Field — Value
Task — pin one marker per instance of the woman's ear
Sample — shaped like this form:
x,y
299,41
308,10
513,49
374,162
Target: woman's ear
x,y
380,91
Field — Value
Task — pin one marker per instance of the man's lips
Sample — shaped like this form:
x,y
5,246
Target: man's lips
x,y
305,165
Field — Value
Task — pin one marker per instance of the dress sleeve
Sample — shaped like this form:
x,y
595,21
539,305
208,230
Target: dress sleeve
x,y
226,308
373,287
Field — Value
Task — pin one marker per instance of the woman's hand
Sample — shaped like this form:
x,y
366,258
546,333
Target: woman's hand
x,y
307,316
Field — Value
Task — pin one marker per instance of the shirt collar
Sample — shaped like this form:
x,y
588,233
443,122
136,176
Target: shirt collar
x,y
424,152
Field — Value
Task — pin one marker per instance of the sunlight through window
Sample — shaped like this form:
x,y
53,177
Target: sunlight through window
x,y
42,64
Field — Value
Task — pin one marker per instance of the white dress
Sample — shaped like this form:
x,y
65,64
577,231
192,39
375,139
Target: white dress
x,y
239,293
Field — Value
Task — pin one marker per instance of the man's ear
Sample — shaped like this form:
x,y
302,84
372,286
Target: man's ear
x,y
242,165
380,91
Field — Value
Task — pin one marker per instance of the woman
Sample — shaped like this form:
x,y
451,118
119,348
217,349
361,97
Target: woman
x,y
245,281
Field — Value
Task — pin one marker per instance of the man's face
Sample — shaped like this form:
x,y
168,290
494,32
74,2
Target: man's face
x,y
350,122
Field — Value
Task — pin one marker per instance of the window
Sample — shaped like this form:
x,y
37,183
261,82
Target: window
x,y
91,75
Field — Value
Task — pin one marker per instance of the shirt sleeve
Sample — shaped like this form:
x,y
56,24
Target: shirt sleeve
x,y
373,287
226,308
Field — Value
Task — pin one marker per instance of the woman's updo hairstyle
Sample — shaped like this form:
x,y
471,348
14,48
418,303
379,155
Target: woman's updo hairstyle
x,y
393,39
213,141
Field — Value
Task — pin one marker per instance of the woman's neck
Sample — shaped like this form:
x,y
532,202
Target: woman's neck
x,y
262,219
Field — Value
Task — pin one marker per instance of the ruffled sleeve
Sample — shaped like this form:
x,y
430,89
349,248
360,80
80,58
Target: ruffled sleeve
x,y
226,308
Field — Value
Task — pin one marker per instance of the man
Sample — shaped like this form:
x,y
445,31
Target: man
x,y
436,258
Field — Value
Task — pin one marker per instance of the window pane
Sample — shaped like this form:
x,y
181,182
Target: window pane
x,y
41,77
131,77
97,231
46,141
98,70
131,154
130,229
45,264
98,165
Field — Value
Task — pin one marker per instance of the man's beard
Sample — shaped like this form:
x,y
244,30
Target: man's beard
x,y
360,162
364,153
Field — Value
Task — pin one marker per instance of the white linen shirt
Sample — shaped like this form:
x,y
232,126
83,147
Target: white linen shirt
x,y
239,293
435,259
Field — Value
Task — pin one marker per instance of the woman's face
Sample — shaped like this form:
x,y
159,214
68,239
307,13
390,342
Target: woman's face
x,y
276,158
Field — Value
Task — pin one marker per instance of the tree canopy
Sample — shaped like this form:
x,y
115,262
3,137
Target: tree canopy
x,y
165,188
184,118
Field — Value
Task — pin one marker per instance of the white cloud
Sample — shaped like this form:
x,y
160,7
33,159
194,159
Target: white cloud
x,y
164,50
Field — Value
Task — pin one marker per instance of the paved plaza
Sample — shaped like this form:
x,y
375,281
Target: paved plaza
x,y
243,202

- TASK DIRECTIONS
Reproduce the data shown above exactly.

- RESPONSE TO THIS EXERCISE
Field — Value
Task — pin one marker per instance of the woman's ear
Sample — shaped like this form:
x,y
299,41
308,10
513,49
374,162
Target: woman's ear
x,y
380,91
Field — Value
Task — pin one marker per instance of the man's lips
Sample — shaped like this form:
x,y
5,246
Target: man's lips
x,y
305,165
Field — Value
Task — pin one marker per instance of the dress sleeve
Sample — shaped like this form:
x,y
595,21
539,305
208,230
Target: dress sleeve
x,y
226,308
373,287
Field — Value
Task — pin one marker per instance of the woman's hand
Sample — shaped like this form:
x,y
366,258
546,333
Target: woman's hand
x,y
307,316
Field — Value
Task — pin one marker per instance of the shirt collar
Sample — shaped like this form:
x,y
588,233
443,122
136,176
Target: shirt collar
x,y
424,152
Field — Value
Task — pin one marker per instance of the sunlight through window
Sample — shaped like this form:
x,y
53,177
Target: sunlight through window
x,y
42,64
Field — Value
Task — pin one marker per instance of the white dress
Sample — shaped like this form:
x,y
65,64
577,231
192,39
375,139
Target: white dress
x,y
239,293
Field — Value
Task — pin one marker per instance of the man's ear
Sample — shaped like this form:
x,y
302,84
372,286
Target: man's ear
x,y
242,165
380,91
Field — Value
Task — pin one marker per instance of the woman
Sample — shaped like this form:
x,y
451,118
119,348
217,349
361,97
Target: woman
x,y
245,281
Field — Value
Task — pin one marker per instance of the man's face
Sample — shaped like this form:
x,y
168,290
494,32
74,2
Target: man's face
x,y
350,122
Field — Value
Task — pin one marker per instance of the window
Sample — shaped like this form:
x,y
37,183
261,82
Target: window
x,y
91,75
Field — Value
Task — pin one marker per instance of the shirt sleeve
Sample — shaped like this form:
x,y
56,24
Target: shirt sleeve
x,y
373,287
226,308
Field — Value
Task — pin one marker per instance of the woman's updo hairstyle
Sample — shaped like this form:
x,y
471,348
14,48
418,303
379,155
Target: woman's updo hairstyle
x,y
393,39
213,141
Field — Value
Task — pin one marker per instance of the woman's neck
Sample — shaped like this form:
x,y
532,202
Target: woman's neck
x,y
262,219
Field — Value
Task — pin one marker per instance of the ruffled sleeve
Sample — shaped like this form:
x,y
430,89
349,248
360,80
80,58
Target: ruffled sleeve
x,y
226,308
Field — Value
Task — pin one marker per instance of the man
Sample — shaped like this form:
x,y
445,31
Target: man
x,y
436,258
Field — Value
Task — pin one marker per instance of the window pane
Sample — shaped like this form:
x,y
181,182
Target: window pane
x,y
41,77
131,77
97,231
46,141
98,70
131,154
130,229
45,264
98,165
Field — Value
Task — pin one marker per instance of the man's beard
Sample — shaped like this form:
x,y
244,30
Target: man's beard
x,y
360,162
364,153
Field — Value
Task — pin one marker per instance of the white linen shirt
Sample — shaped like this form:
x,y
232,126
83,147
Target: white linen shirt
x,y
239,293
435,259
Field — Value
Task — pin one marker per instance of the woman's face
Sample — shaped like this form:
x,y
159,214
68,239
307,13
390,342
Target: woman's face
x,y
276,158
Field — Value
Task — pin one marker per instance of the tree canopy
Sample — shaped like this form:
x,y
115,262
3,137
Target: tree canopy
x,y
165,188
184,118
Field — Value
Task — pin one marker per instance of the white cloud
Sample — shaped like this form:
x,y
160,7
33,159
194,159
Target: white cloud
x,y
164,50
Field — Value
Task — pin one marker per instance of the paved plaza
Sample — shaped like this form:
x,y
375,281
Target: paved plaza
x,y
243,202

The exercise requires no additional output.